> _AVAILABLE DATA_
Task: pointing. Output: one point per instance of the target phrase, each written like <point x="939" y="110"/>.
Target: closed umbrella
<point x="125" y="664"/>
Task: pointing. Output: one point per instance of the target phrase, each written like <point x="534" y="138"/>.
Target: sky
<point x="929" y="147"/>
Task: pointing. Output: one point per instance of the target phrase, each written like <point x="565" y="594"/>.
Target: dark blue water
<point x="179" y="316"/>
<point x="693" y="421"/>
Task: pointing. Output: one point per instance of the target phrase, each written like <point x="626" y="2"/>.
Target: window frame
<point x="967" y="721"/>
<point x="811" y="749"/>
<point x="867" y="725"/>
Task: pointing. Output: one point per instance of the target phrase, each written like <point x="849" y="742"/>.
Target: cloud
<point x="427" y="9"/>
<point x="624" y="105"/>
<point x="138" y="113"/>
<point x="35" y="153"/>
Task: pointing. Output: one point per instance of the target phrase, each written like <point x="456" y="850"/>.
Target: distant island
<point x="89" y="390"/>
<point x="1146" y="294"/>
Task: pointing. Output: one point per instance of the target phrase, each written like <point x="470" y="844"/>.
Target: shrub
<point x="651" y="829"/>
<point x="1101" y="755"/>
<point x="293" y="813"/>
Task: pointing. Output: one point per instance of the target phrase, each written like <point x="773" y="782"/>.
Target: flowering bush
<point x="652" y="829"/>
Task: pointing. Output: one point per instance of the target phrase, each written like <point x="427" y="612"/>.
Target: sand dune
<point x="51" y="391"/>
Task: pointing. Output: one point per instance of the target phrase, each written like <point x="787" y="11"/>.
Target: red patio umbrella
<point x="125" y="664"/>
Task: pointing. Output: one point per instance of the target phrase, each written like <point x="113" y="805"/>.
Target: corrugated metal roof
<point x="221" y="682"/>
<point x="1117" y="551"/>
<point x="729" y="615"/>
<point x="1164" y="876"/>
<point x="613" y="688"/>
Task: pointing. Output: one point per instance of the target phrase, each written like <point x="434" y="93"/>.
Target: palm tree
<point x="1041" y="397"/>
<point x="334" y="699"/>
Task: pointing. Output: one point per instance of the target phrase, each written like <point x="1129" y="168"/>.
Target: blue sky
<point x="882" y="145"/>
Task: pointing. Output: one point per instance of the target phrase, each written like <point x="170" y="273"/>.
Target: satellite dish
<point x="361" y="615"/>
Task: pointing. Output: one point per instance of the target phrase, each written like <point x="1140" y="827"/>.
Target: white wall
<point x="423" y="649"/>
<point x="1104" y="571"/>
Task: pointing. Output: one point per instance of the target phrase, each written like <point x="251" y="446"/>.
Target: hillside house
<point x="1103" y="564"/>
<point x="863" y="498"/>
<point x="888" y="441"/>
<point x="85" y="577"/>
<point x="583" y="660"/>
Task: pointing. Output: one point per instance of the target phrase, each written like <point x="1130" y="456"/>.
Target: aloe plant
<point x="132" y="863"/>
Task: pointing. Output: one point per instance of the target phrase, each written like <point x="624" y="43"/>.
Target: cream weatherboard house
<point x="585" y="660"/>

> _YOUR INSTRUCTIONS_
Identify every line of the records that contains the word "house", and copy each of those lines. Case counts.

> _OUTPUT FOR THIS EXERCISE_
Target: hillside house
Target: cream weatherboard house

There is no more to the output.